## Detalles del ejercicio
Transcribe al pie de la letra el pasaje del texto sobre la Ilustración que comienza con las palabras "Apreciados jóvenes de" y concluye con "político y económico.".

## Fragmento de la fuente
....

Apreciados jóvenes de Decimo grado, este 4 periodo trabajaremos la siguiente Lectura y le desarrollaremos en contexto de un hecho histórico de lo que paso en América en 1492, que ha marcado la cosmovisión del mundo desde lo cultural, social, político y económico.
KANT, EMANUELLE. RESPUESTA A LA
PREGUNTA QUÉ ES LA ILUSTRACIÓN Tomado de: http://www.paginasobrefilosofia.com/html/kantpre/textoIlustracion.html La ilustración es la salida del hombre de su minoría de
edad de la cual él mismo es culpable. La minoría de edad estriba en la
incapacidad de servirse del propio entendimiento sin la dirección de otro.
Uno mismo es culpable de esta minoría de edad cuando la causa de ella no yace
en un defecto del entendimiento, sino en la falta de decisión y ánimo para
servirse con independencia de él sin la conducción de otro. ¡Sapere aude!

....

## Datos proporcionados

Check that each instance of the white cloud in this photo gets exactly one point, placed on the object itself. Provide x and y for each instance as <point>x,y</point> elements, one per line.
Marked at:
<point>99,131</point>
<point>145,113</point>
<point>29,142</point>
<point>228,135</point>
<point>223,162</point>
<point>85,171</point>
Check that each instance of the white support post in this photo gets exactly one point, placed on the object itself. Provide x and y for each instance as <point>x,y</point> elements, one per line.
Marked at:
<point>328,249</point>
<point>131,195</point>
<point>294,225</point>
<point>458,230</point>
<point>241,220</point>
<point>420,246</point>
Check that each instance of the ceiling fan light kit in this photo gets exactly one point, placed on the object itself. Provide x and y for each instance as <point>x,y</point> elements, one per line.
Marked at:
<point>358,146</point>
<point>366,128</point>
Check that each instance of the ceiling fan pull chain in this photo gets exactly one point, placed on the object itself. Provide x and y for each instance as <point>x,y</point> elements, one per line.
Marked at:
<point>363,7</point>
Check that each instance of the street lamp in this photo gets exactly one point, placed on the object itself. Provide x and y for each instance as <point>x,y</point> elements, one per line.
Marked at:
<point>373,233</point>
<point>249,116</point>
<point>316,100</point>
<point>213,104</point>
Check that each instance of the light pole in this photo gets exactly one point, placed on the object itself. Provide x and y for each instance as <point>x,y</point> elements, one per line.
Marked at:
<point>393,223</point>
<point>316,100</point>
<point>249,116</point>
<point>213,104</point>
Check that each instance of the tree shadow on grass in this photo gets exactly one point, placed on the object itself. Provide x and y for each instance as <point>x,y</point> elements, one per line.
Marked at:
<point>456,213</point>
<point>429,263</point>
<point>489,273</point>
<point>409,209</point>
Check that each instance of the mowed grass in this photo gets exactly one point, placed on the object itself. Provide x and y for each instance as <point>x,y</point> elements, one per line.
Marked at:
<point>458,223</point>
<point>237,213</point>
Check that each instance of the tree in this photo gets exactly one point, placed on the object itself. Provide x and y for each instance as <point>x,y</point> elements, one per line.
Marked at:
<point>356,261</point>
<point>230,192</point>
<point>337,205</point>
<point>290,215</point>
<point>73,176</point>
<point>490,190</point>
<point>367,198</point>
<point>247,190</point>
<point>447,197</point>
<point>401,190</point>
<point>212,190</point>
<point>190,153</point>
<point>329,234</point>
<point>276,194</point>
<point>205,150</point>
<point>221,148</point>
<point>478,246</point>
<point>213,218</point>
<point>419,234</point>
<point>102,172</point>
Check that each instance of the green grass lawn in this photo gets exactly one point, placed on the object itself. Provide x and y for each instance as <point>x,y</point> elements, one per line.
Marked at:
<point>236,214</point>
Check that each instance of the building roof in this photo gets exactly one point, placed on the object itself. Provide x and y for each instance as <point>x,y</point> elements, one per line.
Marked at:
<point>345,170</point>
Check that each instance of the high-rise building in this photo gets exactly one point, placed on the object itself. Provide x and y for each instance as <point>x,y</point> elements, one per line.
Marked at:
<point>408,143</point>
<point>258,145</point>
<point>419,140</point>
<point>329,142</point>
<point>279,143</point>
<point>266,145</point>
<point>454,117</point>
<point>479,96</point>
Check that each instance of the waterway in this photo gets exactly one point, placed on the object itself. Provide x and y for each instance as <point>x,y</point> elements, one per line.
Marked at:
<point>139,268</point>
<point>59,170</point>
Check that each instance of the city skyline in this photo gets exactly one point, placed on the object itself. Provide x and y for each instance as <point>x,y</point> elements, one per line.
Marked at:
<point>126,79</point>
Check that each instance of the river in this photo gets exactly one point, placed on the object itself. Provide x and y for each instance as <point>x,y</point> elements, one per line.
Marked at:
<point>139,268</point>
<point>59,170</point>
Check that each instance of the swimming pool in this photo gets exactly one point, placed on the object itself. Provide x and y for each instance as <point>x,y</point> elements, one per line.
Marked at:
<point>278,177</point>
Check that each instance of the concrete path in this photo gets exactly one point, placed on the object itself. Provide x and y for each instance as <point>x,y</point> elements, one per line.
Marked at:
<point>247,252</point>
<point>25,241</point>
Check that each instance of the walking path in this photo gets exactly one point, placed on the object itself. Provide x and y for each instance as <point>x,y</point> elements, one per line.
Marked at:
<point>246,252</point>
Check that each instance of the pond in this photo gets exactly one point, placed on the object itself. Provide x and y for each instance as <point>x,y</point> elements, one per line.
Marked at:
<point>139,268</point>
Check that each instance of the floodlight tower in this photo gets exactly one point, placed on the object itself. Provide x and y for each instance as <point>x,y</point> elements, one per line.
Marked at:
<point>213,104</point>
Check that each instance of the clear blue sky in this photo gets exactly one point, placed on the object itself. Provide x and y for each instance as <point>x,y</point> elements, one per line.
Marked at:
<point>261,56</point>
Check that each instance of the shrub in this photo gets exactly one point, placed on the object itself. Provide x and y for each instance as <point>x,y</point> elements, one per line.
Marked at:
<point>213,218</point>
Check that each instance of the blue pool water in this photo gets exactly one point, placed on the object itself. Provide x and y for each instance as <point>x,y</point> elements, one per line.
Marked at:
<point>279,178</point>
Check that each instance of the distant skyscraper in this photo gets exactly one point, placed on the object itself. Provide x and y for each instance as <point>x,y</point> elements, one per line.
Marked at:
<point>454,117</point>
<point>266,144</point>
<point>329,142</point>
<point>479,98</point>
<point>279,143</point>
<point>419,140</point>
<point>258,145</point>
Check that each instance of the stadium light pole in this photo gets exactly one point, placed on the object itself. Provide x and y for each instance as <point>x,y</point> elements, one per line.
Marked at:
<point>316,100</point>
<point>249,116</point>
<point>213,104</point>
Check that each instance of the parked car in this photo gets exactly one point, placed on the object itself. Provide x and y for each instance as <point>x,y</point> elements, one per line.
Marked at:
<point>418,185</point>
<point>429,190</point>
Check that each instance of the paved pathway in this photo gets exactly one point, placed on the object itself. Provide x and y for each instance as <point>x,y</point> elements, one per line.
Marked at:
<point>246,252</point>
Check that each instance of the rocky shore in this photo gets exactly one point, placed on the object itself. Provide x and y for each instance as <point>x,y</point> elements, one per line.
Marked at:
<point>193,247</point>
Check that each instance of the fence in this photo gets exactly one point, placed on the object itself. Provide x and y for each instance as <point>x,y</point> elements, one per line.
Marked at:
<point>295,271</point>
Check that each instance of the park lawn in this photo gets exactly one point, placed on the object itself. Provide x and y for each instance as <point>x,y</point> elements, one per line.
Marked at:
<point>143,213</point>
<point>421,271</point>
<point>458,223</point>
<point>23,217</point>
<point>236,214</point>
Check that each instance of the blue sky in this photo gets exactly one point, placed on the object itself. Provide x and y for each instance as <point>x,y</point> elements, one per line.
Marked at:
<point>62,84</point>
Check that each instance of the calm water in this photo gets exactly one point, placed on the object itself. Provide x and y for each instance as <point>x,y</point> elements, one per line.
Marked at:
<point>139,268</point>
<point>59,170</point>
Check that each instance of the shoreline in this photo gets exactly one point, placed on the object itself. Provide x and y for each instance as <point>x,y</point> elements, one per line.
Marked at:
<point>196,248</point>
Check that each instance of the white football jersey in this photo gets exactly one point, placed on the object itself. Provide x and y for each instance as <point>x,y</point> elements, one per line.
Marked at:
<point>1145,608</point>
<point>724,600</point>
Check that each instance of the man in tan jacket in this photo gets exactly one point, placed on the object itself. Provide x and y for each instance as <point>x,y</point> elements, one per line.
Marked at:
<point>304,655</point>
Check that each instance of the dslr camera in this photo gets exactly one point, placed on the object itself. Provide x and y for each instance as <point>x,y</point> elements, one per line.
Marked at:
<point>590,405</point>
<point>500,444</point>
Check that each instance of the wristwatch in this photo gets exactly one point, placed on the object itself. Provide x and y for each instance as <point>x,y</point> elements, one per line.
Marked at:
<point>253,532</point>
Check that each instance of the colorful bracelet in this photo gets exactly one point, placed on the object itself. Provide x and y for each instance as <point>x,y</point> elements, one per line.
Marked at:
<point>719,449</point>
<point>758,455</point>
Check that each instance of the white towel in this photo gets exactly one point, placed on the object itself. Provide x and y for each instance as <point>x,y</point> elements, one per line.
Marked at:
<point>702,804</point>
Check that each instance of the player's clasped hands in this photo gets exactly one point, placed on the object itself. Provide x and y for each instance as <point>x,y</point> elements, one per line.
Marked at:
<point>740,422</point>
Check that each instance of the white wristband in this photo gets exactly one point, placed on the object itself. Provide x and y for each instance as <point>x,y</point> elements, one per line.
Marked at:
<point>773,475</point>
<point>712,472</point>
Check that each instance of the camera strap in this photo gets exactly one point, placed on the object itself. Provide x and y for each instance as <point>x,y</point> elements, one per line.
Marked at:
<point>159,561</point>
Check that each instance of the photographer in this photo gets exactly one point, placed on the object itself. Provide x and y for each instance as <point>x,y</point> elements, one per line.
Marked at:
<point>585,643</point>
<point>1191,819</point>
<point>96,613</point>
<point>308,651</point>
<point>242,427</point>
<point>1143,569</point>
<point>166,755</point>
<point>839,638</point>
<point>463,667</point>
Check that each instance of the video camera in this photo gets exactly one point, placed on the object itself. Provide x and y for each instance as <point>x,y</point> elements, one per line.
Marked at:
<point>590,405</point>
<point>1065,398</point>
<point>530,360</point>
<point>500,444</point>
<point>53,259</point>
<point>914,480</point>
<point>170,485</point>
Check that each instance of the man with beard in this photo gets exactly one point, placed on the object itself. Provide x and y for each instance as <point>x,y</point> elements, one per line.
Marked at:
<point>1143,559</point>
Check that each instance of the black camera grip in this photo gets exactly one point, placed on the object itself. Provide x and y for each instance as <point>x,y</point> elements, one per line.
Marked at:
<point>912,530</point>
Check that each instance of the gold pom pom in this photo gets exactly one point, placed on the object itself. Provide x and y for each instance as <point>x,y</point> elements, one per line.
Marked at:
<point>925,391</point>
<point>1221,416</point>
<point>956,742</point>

....

## Respuesta escrita
Apreciados jóvenes de Decimo grado, este 4 periodo trabajaremos la siguiente Lectura y le desarrollaremos en contexto de un hecho histórico de lo que paso en América en 1492, que ha marcado la cosmovisión del mundo desde lo cultural, social, político y económico.